--- Excerpts from point annotation data ---
········
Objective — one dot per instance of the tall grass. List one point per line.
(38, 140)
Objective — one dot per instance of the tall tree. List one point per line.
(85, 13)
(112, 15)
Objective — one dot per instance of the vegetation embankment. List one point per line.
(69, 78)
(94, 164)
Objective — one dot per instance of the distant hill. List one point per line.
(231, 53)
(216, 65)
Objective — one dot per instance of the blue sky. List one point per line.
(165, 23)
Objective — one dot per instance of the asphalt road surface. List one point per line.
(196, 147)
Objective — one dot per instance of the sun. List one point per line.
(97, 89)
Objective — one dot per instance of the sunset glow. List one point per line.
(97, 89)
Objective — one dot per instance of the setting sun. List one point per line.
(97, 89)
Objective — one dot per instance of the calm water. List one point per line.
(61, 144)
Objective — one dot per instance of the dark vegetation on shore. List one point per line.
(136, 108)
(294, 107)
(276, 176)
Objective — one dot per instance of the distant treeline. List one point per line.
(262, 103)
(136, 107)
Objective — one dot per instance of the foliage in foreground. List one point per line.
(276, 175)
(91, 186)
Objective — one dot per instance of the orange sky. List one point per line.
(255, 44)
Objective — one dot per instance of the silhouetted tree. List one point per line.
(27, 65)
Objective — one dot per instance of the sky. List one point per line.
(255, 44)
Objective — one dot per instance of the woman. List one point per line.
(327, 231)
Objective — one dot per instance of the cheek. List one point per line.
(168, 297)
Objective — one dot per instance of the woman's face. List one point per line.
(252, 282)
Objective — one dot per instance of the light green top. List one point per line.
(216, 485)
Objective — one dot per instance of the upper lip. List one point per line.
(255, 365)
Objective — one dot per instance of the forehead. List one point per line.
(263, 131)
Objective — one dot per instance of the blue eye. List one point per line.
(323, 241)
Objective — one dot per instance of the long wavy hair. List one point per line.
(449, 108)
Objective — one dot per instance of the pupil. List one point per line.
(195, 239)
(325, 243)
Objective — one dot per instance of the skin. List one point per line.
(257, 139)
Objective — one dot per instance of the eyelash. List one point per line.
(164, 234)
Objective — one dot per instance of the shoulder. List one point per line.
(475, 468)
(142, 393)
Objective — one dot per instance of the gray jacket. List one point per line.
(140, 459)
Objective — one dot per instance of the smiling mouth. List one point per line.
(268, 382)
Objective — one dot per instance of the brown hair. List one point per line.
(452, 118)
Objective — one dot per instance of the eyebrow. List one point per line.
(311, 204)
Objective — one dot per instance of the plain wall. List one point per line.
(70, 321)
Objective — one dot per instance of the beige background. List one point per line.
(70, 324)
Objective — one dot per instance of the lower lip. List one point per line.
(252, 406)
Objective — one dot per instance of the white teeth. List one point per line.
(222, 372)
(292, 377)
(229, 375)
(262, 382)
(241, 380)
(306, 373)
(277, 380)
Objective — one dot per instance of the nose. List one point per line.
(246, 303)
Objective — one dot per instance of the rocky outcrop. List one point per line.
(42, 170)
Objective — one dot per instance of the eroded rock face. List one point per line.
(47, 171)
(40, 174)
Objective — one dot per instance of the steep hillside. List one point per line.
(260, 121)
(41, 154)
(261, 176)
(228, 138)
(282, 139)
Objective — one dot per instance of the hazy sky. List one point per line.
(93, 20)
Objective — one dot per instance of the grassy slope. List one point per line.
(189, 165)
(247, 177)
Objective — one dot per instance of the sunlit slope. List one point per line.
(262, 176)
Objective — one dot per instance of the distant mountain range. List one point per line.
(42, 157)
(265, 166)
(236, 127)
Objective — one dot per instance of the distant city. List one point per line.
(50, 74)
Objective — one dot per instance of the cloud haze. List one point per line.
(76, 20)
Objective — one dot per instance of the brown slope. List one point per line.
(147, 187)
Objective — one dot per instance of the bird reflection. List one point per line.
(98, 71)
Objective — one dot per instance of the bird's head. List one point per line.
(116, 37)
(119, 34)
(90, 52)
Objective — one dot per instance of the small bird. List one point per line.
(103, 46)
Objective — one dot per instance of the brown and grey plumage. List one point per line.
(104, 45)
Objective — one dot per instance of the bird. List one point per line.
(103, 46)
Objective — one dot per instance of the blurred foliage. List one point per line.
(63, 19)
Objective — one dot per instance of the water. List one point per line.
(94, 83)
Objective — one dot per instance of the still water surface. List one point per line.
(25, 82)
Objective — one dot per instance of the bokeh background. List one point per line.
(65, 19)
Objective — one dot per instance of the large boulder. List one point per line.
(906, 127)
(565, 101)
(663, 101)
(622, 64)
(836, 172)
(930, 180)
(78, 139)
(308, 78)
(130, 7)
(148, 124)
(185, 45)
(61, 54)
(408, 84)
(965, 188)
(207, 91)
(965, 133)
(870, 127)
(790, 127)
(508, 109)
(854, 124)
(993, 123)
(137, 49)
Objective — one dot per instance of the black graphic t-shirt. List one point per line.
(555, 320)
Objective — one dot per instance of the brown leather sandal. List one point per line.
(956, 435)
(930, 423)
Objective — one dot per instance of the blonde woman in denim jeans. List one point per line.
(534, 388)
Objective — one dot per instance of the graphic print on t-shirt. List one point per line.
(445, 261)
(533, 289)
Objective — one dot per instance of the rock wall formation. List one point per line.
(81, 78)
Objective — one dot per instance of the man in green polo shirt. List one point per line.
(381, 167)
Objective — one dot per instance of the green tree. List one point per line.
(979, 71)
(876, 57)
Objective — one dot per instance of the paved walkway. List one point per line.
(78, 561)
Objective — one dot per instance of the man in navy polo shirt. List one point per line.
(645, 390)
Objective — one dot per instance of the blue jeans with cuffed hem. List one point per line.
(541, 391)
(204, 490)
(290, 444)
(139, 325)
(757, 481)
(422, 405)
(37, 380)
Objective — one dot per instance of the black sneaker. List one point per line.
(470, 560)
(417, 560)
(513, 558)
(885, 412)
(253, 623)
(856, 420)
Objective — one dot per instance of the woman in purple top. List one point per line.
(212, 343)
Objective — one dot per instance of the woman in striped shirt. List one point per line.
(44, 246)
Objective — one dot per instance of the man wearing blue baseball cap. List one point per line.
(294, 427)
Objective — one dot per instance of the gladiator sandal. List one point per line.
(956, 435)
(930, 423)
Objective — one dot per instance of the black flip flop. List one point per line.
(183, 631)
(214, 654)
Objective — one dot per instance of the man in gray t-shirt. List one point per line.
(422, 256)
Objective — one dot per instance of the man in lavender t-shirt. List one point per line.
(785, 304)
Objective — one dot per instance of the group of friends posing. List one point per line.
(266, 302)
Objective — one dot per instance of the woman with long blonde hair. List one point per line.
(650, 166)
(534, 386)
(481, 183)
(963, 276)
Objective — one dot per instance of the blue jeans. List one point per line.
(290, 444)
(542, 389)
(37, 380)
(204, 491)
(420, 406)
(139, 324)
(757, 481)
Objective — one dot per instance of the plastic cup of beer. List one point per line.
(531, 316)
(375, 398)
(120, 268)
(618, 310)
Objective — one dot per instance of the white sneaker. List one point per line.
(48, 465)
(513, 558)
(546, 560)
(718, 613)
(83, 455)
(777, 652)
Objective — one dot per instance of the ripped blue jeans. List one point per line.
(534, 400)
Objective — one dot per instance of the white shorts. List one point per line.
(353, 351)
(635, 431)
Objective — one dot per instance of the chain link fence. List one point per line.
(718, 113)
········
--- Task goal ---
Return every line from the one holding "Objective — one dot per instance of the green" through the end of the data, exactly as it appears, with both ends kept and nothing else.

--- Right answer ---
Objective — one dot per instance of the green tree. List one point per line.
(979, 71)
(876, 57)
Objective — one dot per instance of the paved walkway. List one point per line.
(78, 561)
Objective — one dot per instance of the man in navy polo shirt. List one point per line.
(645, 390)
Objective — one dot per instance of the blue jeans with cuffed hem. List one point per line.
(541, 391)
(204, 490)
(290, 444)
(139, 325)
(757, 481)
(422, 405)
(37, 380)
Objective — one dot per instance of the black sneaker. List one point per line.
(470, 560)
(417, 560)
(513, 558)
(885, 412)
(253, 623)
(856, 420)
Objective — one dot per instance of the woman in purple top. List one point per line.
(212, 343)
Objective — one dot per instance of the woman in striped shirt. List one point per line.
(44, 246)
Objective — one dot per instance of the man wearing blue baseball cap. List one point per line.
(294, 427)
Objective — one dot per instance of the gladiator sandal. List one point per line.
(956, 435)
(930, 423)
Objective — one dot per instance of the black flip flop. List one point per line.
(183, 631)
(214, 654)
Objective — one dot per instance of the man in gray t-shirt. List one point per line.
(422, 256)
Objective — one dot per instance of the man in lavender t-shirt. List one point per line.
(785, 304)
Objective — one dot per instance of the group of friends posing. List one point per line.
(266, 302)
Objective — one dot per instance of the woman with long blonde hair. List one point per line.
(650, 166)
(534, 386)
(481, 183)
(963, 276)
Objective — one dot per instance of the blue jeans. List one point per line.
(290, 444)
(542, 389)
(37, 380)
(204, 491)
(420, 406)
(139, 324)
(757, 481)
Objective — one dot per instance of the plastic cup of beer. List one point per line.
(531, 316)
(375, 398)
(120, 268)
(618, 310)
Objective — one dot per instance of the white sneaker. List one point per line.
(48, 465)
(513, 558)
(546, 560)
(718, 613)
(83, 455)
(777, 652)
Objective — one dot per instance of the ripped blue jeans. List one point per line.
(534, 400)
Objective — one dot per instance of the white shorts. List one point per line.
(353, 351)
(635, 431)
Objective — one dot per instance of the chain link fence. List one point per line.
(718, 113)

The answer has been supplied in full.